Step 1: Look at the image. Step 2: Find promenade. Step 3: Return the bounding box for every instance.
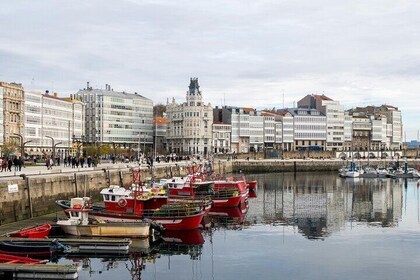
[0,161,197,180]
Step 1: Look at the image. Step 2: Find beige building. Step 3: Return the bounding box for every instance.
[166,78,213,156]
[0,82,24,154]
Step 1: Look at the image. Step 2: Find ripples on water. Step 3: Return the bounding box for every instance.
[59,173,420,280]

...

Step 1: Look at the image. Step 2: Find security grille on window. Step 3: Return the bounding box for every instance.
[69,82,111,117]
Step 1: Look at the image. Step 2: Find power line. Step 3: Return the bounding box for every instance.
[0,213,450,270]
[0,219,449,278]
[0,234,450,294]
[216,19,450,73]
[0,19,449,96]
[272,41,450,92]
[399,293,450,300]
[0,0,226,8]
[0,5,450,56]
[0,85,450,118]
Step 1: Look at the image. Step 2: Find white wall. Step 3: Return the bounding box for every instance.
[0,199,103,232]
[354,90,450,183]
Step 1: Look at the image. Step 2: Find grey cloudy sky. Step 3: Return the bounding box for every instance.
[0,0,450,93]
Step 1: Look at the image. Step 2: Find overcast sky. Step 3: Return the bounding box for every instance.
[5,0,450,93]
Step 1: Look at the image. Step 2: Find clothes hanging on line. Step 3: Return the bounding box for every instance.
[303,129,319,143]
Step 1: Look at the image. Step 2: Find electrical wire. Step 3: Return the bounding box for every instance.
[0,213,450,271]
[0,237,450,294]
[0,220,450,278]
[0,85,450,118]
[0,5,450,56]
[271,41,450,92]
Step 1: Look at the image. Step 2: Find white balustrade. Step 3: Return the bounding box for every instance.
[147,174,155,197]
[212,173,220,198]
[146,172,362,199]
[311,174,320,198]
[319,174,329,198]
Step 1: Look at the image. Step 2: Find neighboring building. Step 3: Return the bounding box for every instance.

=== WRITTEN EXERCISE ===
Write out the data again, from the line containing "Step 1: Look at the image. Step 2: Find beige" through the line containing "[59,173,420,280]", both included. Multiply each bounding-box coordinate by 1.25 and round to a whole number, with halves rounding up; leave every other number unchanged.

=== ANSWER TO THE EXERCISE ===
Step 1: Look at the image. Step 2: Find beige building. Step 3: Return the bounding box for every instance.
[208,98,266,195]
[0,103,30,193]
Step 1: Look at the image. Step 2: Find ripples on water. Step 3: Return the bounding box for every instance.
[74,216,525,350]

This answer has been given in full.